### Selection
RSA Algorithm code in C

!! RSA !! Public Key Cryptography

#include <stdio.h>
#include <stdlib.h>
#include <math.h>
int mrpt(int n)//miller robbin primility test
{
int s,t,x,i;
if(n > 2)
{
if(n%2==0)
return 0;
else
{
int temp=1;
s=0;
t=n-1;
while(t%2==0)
{
s=s+1;
t=t/2;
}
x=0;
while(x==0)
x=rand()%(n-1);
//printf("x==%d\n",x);
for(i=1;i < =t;i++)
{
//calculate x't mod n=temp
temp=(temp*x)%n;
}
//printf("x't mod n==%d\n",temp);
int i,stemp=1,pow=1;
for(i=1;i<=s;i++)
{
pow=pow*2;
}
for(i=1;i<=pow;i++)
{
stemp=(stemp*temp)%n;
}
if(stemp==1)
return 1;
else return 0;
}
}
else return 0; 
}
int gcd(int a,int b)//compute gcd of a,b
{
if(b==0)
 return a;
gcd(b,a%b);
}
int main()
{
   int i, num[2],p=5,q,phn,n,e,d;
   time_t t;
   //change base value and fix range of p and q
   int base=100;
   printf(" ______________\n|      RSA     |\n ----------
----\nGenerate prime Nums in range 1 to %d\n",base);
   //generate random numbers p and q   
   srand((unsigned) time(&t)); 
   for(i=0;i<2;i++)
   {
   while(1){
   num[i]=rand()%base;
   if(mrpt(num[i])&num[i]!=p)

### Entries shown
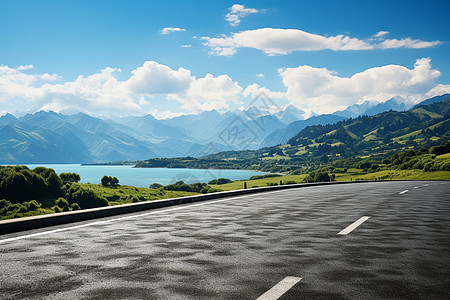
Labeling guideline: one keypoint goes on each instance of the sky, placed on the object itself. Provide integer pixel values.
(166, 58)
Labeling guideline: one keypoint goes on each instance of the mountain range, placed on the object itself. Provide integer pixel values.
(49, 137)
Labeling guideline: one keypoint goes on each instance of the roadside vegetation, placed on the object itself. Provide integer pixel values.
(26, 192)
(29, 192)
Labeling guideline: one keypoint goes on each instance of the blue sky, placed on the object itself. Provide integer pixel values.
(115, 58)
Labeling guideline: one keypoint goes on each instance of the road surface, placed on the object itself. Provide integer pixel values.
(386, 240)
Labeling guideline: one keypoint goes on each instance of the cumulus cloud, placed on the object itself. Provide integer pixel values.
(168, 30)
(25, 67)
(104, 94)
(254, 90)
(324, 91)
(438, 90)
(380, 34)
(155, 78)
(237, 12)
(275, 41)
(407, 43)
(209, 93)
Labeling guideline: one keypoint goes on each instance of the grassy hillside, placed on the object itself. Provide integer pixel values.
(26, 192)
(369, 137)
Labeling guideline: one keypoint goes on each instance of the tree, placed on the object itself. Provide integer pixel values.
(114, 181)
(105, 180)
(156, 185)
(70, 177)
(109, 181)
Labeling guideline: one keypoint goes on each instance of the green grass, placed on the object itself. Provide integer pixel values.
(395, 174)
(115, 195)
(124, 194)
(239, 184)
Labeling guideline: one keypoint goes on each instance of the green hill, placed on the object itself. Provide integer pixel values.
(367, 137)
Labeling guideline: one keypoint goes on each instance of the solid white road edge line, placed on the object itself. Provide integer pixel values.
(354, 225)
(280, 288)
(125, 218)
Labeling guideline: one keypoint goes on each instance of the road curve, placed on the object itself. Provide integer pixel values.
(355, 241)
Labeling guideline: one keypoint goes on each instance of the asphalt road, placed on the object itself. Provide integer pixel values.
(247, 246)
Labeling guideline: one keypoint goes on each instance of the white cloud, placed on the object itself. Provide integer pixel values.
(238, 11)
(313, 89)
(25, 67)
(380, 34)
(438, 90)
(103, 94)
(143, 101)
(168, 30)
(254, 90)
(275, 41)
(155, 78)
(209, 93)
(407, 43)
(323, 91)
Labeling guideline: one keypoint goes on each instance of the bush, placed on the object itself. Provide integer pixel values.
(317, 177)
(86, 198)
(61, 203)
(33, 205)
(74, 206)
(264, 176)
(109, 181)
(220, 181)
(156, 185)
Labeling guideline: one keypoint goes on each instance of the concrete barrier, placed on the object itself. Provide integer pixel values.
(35, 222)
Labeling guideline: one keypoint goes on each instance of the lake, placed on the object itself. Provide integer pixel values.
(143, 177)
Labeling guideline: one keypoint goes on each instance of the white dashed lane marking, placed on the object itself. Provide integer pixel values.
(280, 288)
(354, 225)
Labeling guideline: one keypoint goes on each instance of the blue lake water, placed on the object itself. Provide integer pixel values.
(143, 177)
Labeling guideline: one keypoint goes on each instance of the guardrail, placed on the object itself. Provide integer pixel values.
(35, 222)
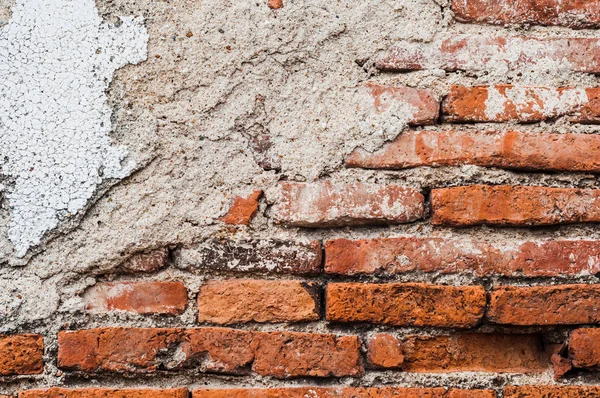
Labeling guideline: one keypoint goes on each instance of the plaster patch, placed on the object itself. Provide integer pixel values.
(57, 59)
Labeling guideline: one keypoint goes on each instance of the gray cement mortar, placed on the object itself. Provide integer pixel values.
(218, 75)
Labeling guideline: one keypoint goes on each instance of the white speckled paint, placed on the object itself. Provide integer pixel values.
(57, 59)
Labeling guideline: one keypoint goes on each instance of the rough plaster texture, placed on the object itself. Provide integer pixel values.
(235, 96)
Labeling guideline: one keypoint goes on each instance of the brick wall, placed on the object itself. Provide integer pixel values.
(482, 294)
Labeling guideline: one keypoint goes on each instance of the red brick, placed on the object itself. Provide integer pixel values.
(545, 305)
(270, 256)
(147, 261)
(242, 209)
(406, 304)
(552, 392)
(325, 204)
(21, 354)
(139, 297)
(484, 53)
(422, 102)
(475, 352)
(502, 149)
(503, 103)
(390, 256)
(384, 351)
(103, 393)
(514, 205)
(216, 350)
(576, 14)
(238, 301)
(584, 348)
(344, 392)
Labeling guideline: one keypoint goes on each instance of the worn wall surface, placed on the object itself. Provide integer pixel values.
(147, 141)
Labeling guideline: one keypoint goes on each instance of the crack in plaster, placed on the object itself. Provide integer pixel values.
(57, 59)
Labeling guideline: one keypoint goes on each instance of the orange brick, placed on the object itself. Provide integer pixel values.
(545, 305)
(514, 205)
(406, 304)
(139, 297)
(502, 149)
(238, 301)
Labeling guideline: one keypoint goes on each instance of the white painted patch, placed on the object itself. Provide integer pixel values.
(56, 61)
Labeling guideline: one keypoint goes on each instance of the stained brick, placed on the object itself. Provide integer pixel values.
(325, 204)
(138, 297)
(406, 304)
(552, 392)
(475, 352)
(484, 53)
(571, 13)
(424, 107)
(21, 354)
(104, 393)
(390, 256)
(272, 256)
(502, 149)
(502, 103)
(545, 305)
(236, 301)
(344, 392)
(242, 209)
(514, 205)
(216, 350)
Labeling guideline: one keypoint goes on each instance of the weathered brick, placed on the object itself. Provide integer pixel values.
(325, 204)
(475, 352)
(584, 348)
(104, 393)
(552, 392)
(514, 205)
(406, 304)
(484, 53)
(216, 350)
(242, 209)
(21, 354)
(576, 14)
(272, 256)
(138, 297)
(236, 301)
(344, 392)
(502, 149)
(389, 256)
(384, 351)
(502, 103)
(425, 108)
(545, 305)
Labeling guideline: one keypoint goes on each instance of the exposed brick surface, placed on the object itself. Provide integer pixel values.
(21, 354)
(503, 149)
(481, 52)
(390, 256)
(514, 205)
(503, 103)
(140, 297)
(406, 304)
(326, 204)
(545, 305)
(552, 392)
(341, 392)
(384, 351)
(104, 393)
(272, 256)
(234, 301)
(472, 352)
(242, 209)
(218, 350)
(571, 13)
(425, 108)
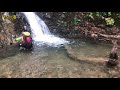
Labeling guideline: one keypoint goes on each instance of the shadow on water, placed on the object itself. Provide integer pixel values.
(8, 52)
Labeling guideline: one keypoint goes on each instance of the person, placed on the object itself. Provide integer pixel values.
(25, 40)
(113, 57)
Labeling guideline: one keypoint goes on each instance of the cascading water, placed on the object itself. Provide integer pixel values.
(40, 31)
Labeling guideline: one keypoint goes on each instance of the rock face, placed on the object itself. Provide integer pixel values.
(7, 32)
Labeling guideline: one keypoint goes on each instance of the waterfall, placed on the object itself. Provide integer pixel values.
(40, 31)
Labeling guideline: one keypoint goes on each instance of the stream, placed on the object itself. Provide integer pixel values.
(52, 62)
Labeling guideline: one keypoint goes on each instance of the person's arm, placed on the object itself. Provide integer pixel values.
(19, 38)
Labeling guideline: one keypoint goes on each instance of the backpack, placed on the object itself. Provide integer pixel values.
(27, 39)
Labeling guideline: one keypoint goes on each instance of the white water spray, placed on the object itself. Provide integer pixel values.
(40, 31)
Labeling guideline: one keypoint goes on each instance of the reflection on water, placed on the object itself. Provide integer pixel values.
(46, 62)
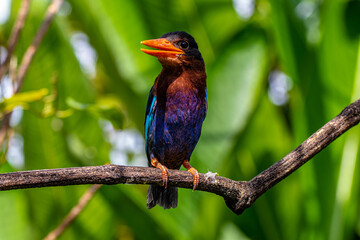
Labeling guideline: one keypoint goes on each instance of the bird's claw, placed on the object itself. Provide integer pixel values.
(194, 172)
(163, 169)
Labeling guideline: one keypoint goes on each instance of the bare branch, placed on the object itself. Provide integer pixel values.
(238, 195)
(75, 211)
(30, 52)
(18, 26)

### Stated task
Reproduce the RSA code from above in full, character for character.

### Answer for the task
RSA Algorithm code in C

!! RSA !! Public Key Cryptography

#include <stdio.h>
#include <stdlib.h>
#include <math.h>
int mrpt(int n)//miller robbin primility test
{
int s,t,x,i;
if(n > 2)
{
if(n%2==0)
return 0;
else
{
int temp=1;
s=0;
t=n-1;
while(t%2==0)
{
s=s+1;
t=t/2;
}
x=0;
while(x==0)
x=rand()%(n-1);
//printf("x==%d\n",x);
for(i=1;i < =t;i++)
{
//calculate x't mod n=temp
temp=(temp*x)%n;
}
//printf("x't mod n==%d\n",temp);
int i,stemp=1,pow=1;
for(i=1;i<=s;i++)
{
pow=pow*2;
}
for(i=1;i<=pow;i++)
{
stemp=(stemp*temp)%n;
}
if(stemp==1)
return 1;
else return 0;
}
}
else return 0; 
}
int gcd(int a,int b)//compute gcd of a,b
{
if(b==0)
 return a;
gcd(b,a%b);
}
int main()
{
   int i, num[2],p=5,q,phn,n,e,d;
   time_t t;
   //change base value and fix range of p and q
   int base=100;
   printf(" ______________\n|      RSA     |\n ----------
----\nGenerate prime Nums in range 1 to %d\n",base);
   //generate random numbers p and q   
   srand((unsigned) time(&t)); 
   for(i=0;i<2;i++)
   {
   while(1){
   num[i]=rand()%base;
   if(mrpt(num[i])&num[i]!=p)